SHORT PROBLEM
Reproduce the material below, switching every "integer pixel coordinates" to "whole-number pixel coordinates" and leaving everything else unchanged.

━━ INPUT RECORDS ━━

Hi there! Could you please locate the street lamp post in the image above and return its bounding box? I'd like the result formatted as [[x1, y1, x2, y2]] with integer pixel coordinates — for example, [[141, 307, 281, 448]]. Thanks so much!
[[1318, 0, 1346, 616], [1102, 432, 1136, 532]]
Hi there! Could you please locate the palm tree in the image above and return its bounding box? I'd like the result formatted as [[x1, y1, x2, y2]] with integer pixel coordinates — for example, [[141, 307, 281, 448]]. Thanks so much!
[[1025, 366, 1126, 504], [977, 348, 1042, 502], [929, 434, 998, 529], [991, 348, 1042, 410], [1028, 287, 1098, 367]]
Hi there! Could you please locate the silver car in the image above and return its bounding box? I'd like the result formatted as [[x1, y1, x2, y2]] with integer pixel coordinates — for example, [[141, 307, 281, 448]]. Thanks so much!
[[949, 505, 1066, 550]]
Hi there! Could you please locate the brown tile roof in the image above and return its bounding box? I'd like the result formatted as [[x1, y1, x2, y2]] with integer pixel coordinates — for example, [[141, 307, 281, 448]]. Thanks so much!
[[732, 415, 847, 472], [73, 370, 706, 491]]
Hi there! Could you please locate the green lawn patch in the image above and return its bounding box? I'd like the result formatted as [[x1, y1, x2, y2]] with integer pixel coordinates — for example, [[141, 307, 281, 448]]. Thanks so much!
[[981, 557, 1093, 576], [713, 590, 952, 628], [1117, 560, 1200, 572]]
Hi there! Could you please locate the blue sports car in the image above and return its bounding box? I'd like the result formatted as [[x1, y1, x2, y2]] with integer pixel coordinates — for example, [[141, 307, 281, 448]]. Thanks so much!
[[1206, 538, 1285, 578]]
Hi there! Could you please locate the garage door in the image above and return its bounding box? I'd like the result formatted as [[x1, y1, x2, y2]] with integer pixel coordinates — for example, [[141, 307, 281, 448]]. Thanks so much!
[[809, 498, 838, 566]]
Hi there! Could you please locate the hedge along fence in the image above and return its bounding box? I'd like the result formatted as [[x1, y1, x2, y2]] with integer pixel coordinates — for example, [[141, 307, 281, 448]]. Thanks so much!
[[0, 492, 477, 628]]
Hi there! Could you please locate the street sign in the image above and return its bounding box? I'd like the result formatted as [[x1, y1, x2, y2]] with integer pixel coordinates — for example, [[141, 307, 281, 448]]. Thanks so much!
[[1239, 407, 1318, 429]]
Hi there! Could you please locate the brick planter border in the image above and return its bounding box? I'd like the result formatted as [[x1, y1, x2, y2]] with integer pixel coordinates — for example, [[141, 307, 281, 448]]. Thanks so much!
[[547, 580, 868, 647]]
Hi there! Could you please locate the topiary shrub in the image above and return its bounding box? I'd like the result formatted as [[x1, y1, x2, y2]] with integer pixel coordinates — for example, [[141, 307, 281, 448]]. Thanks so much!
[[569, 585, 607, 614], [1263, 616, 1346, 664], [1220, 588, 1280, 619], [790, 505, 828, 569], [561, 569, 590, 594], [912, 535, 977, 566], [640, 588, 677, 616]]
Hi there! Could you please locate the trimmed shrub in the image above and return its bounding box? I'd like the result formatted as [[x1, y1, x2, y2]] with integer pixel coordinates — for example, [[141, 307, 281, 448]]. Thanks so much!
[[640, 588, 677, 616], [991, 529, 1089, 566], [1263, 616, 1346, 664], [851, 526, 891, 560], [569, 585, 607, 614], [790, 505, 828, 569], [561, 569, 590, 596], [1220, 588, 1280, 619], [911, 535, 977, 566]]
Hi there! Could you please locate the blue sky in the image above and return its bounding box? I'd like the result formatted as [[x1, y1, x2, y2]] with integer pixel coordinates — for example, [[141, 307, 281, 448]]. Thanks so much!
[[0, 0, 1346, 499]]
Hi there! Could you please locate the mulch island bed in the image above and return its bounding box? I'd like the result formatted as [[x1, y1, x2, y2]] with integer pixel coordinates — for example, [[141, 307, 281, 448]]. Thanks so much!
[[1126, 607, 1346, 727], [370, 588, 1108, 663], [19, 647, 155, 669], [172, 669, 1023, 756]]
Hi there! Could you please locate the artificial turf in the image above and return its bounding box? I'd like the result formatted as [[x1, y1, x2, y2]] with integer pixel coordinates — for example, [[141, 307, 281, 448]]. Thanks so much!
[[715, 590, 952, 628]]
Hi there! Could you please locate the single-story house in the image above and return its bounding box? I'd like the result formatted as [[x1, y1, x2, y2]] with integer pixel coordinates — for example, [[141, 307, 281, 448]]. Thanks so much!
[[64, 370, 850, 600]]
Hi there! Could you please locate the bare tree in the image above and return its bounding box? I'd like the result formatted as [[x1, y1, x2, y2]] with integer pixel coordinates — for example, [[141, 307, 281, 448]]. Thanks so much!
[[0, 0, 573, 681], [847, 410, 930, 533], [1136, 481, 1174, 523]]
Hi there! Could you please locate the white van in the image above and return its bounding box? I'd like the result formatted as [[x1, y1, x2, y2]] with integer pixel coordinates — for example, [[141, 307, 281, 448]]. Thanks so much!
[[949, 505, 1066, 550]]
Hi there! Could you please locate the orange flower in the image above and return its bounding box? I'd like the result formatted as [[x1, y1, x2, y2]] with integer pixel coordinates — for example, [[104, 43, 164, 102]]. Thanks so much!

━━━

ANSWER BELOW
Hi there! Could you please locate the street lamp post in the image above and return its bounding box? I'd like the result formatted as [[x1, y1, x2, y2]] with whole-number pixel coordinates — for example, [[141, 307, 281, 448]]. Thanks so much!
[[1318, 0, 1346, 616], [1102, 432, 1136, 532]]
Hi there! Could you please locate the palm tree in the image above and return its bounding box? I'd like the result formatted as [[x1, y1, x2, y2]] with whole-number pixel coordinates — for example, [[141, 307, 281, 448]]. Thanks so much!
[[1025, 366, 1126, 504], [977, 348, 1042, 502], [929, 434, 998, 529], [991, 348, 1042, 410], [1028, 287, 1098, 367]]
Hi there! Could you please locate the silver car in the image above and return its bounding box? I'd like the result formatted as [[x1, y1, x2, y2]] with whole-number pixel coordinates — for example, [[141, 307, 281, 448]]. Thanks so much!
[[949, 505, 1066, 550]]
Hi there! Could you please locate the brown tile roof in the image above and return its bounding box? I'd like the result formatted as [[x1, y1, x2, y2]] with whole-number pixel coordinates — for example, [[141, 307, 281, 448]]. Thanks so much!
[[732, 415, 847, 472], [73, 370, 706, 491]]
Hi there! Could you please locate the green lawn patch in the image above and return its bounding box? I'd like the result formatted as [[x1, y1, x2, y2]] with whole-number pixel coordinates — for example, [[141, 307, 281, 448]]. Thanks so much!
[[981, 557, 1093, 576], [713, 590, 952, 628], [1117, 560, 1200, 572]]
Hi there! Could you please locate the blue sports car in the image above and return its bounding box? I'd like the result formatted as [[x1, y1, x2, y2]] with whole-number pixel coordinates — for example, [[141, 307, 281, 448]]. Thanks so much!
[[1206, 538, 1285, 578]]
Hi there! Could you please locate the garage door in the image above and return its bounding box? I'd like the result formatted as [[x1, y1, x2, y2]] with whole-number pixel coordinates — for example, [[141, 307, 281, 448]]. Thanks so much!
[[809, 498, 838, 566]]
Hi there! Could you please locate the hedge along fence in the image above and return its bounding box? I'd like the result formatted as [[x1, y1, x2, y2]] with whole-number pixel coordinates — for example, [[141, 307, 281, 448]]. Thanks so much!
[[0, 492, 477, 628]]
Hi there! Could you please locate the street sign in the image above and return its bounding box? I'd like the result formatted as [[x1, y1, x2, y2]] with whole-number pixel coordinates — for example, [[141, 307, 281, 448]]. Thanks so much!
[[1239, 407, 1318, 429]]
Hi there! Could you please locate the brick planter border in the image above and return its bounding box? I'd like the result formatted as [[x1, y1, x2, y2]] with whole-number pixel coordinates — for example, [[141, 307, 281, 448]]. Thanks so much!
[[547, 580, 868, 647]]
Hi there! Could you please locate the topiary shrub in the image above and return its bounding box? I'd like the result formatted as [[x1, y1, x2, y2]] with whole-number pixel coordinates — for example, [[141, 307, 281, 448]]. Thanks so much!
[[569, 585, 607, 614], [1263, 616, 1346, 664], [1220, 588, 1280, 619], [790, 505, 828, 569], [561, 569, 590, 594], [912, 535, 977, 566], [640, 588, 677, 616]]
Hi there! Could you please locate the trimmed shrub in the image above and return its bounding box? I'd like the result formatted as [[x1, y1, x2, y2]] with whole-number pixel coordinates — for example, [[141, 307, 281, 448]]. Thanks so much!
[[640, 588, 677, 616], [991, 529, 1089, 566], [1263, 616, 1346, 664], [851, 526, 891, 560], [569, 585, 607, 614], [790, 505, 828, 569], [561, 569, 590, 596], [1220, 588, 1280, 619], [911, 535, 977, 566]]
Hi there! Could you please locate the blue sky in the image above and return its bounding box? I'd like the result formatted as [[x1, y1, x2, y2]] with whole-number pixel coordinates — for example, [[141, 307, 281, 448]]. Thanks so much!
[[0, 0, 1346, 499]]
Hi there! Could you please locate the mulch island bed in the image above and return its bounding box? I'd like the result formatted as [[x1, y1, x2, y2]] with whole-number pixel coordinates — for example, [[141, 307, 281, 448]]. Thanks so much!
[[1126, 607, 1346, 727], [370, 588, 1108, 663], [19, 647, 155, 669], [172, 669, 1023, 756]]
Hi there! Could you please locate the artificial turf in the image above and return its bounding box? I'd like the result formatted as [[x1, y1, x2, y2]] with whole-number pixel coordinates — for example, [[141, 307, 281, 448]]. Thanks so much!
[[715, 590, 952, 628]]
Hi there! Could you please locate the single-story house in the image above and return its bounding box? I'd like the result formatted as [[x1, y1, x2, y2]] with whole-number pixel coordinates — for example, [[141, 307, 281, 448]]. Thanks so much!
[[64, 370, 850, 600]]
Hi there! Could you please locate the bare tree in the image above and return its bounding box? I'd like the result formatted as [[x1, y1, x2, y2]] with whole-number pixel coordinates — for example, [[141, 307, 281, 448]]. Thanks so much!
[[0, 0, 573, 681], [847, 410, 930, 533], [1136, 481, 1174, 523]]
Hi there! Could you please locate the white van in the image above and return its bounding box? I'd like the result formatted as [[x1, y1, x2, y2]] with whole-number pixel coordinates — for example, [[141, 307, 281, 448]]. Thanks so much!
[[949, 505, 1066, 550]]
Hi there! Could you please locate the orange flower in the image above and return its bounding box? I'd like the result formatted as [[x1, y1, x2, y2]] with whole-number pixel coordinates — for example, [[104, 43, 164, 102]]. Thanks so much!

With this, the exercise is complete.